_Items from a data source_:
──────────────────────────────

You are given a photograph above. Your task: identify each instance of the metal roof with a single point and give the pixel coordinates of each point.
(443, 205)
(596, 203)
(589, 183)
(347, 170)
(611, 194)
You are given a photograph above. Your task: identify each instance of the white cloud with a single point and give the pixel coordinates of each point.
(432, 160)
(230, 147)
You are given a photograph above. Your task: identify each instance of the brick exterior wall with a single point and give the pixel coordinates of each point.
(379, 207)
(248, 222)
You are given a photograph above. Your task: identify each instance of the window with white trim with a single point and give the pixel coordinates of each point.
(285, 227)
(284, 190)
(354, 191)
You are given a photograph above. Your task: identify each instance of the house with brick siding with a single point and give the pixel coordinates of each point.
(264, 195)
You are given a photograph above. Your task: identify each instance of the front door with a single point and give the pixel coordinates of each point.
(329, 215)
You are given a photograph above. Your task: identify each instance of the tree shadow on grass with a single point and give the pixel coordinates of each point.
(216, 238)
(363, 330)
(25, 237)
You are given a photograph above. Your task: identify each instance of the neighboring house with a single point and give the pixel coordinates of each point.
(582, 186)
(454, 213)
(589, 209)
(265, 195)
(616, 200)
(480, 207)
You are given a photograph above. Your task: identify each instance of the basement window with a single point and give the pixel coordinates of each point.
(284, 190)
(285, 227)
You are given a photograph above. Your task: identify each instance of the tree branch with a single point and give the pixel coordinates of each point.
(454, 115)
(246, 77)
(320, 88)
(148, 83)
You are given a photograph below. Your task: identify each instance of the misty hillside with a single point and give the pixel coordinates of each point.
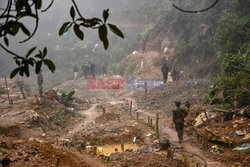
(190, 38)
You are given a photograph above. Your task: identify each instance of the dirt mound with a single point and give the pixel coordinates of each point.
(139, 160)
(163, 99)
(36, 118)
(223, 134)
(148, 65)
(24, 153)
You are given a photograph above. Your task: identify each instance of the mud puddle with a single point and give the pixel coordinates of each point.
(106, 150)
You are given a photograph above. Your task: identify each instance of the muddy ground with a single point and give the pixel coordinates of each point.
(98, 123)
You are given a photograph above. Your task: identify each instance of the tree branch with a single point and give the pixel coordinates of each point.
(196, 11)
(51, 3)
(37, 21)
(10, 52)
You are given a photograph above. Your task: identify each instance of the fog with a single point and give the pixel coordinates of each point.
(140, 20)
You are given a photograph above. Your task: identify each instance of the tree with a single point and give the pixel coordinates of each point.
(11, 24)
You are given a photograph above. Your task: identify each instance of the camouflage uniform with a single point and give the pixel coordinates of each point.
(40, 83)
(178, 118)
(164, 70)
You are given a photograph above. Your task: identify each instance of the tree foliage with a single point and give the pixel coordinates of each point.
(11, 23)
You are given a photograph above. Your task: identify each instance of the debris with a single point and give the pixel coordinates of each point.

──────────────────────────────

_WRITTEN PROBLEM_: From the listing above, print every entry precisely and drop the pictures.

_TASK SOLUTION_:
You are given a photograph above. Your task: identify each instance of the metal roof with a single point and give the pixel coordinates of each point.
(443, 205)
(596, 203)
(589, 183)
(347, 170)
(611, 194)
You are given a photograph above. Your task: identify each instance of the white cloud with a single point and give the pixel coordinates of each point.
(432, 160)
(230, 147)
You are given a photograph above. Your task: identify each instance of the brick exterior wall with a single point and give the pixel coordinates of each point.
(379, 207)
(248, 222)
You are given a photograph above. Your task: identify each instance of the window with white trim with a single point and give the pixel coordinates of each point.
(285, 227)
(284, 190)
(354, 191)
You are given a photograph above. Your task: identify each instance of the house with brick siding with a single point and give the pixel coordinates of each point.
(264, 195)
You are given a photograph above. Your task: identify each instance of the front door with a single point and give the pixel coordinates of each point.
(329, 215)
You are given a photograph above. Your task: identify each instance of the tree shadow on grass with a single point and give the pixel coordinates of each point.
(216, 238)
(363, 330)
(25, 237)
You are given a photograph above. Your task: identify each instance of the neighboring house with a single point and give the pixel coordinates of each point.
(582, 186)
(454, 213)
(589, 209)
(265, 195)
(616, 200)
(480, 207)
You are given a photograph above. Your task: identify each instance of the basement window with a single point and give the pixel coordinates of each point.
(284, 190)
(285, 227)
You are given a photograph above. Your task: identify each instance of the tree branch with a single point and give the pixel coordinates of each point.
(454, 115)
(246, 77)
(320, 88)
(148, 83)
You are given a photograph below. Your task: identify each instance of the misty hillside with a single point and give the pixel coordinates of each point.
(190, 38)
You are given a photograph above. Your task: identify each instance of the dirt mound with a single point and give the pixel coordinates of each point.
(139, 160)
(163, 99)
(36, 118)
(223, 134)
(148, 65)
(24, 153)
You are given a photograph above. Your task: identify each instance of the mud puddle with a single point and give the pixel coordinates of each point.
(106, 150)
You are given a photograph above. Your task: identify each instance of the muddy ground with a single point and give the pixel coordinates of each point.
(98, 123)
You are given a photograph above. Your task: identify each instance of the tree branch with a single point and give the pixel coordinates of each point.
(196, 11)
(51, 3)
(37, 21)
(10, 52)
You are given a photograph above. Your task: identify each instance of the fog with a single point and give the pixel coordinates of each point.
(140, 20)
You are given a photograph above. Your task: identify each instance of the tree with a single point and give the pixel coordinates of each point.
(11, 24)
You are given a photograph above. Your task: identify each instance of the camouflage uniform with a single point and give the pixel coordinates of each point.
(40, 83)
(178, 118)
(164, 70)
You are given a photograph above. Your task: identify each instance of the tree foliage with a single point and give the pixel coordinates of each point.
(11, 23)
You are given a photograph above. Your task: identify each instance of the debris with a single point and give the pixel coordinates of each point.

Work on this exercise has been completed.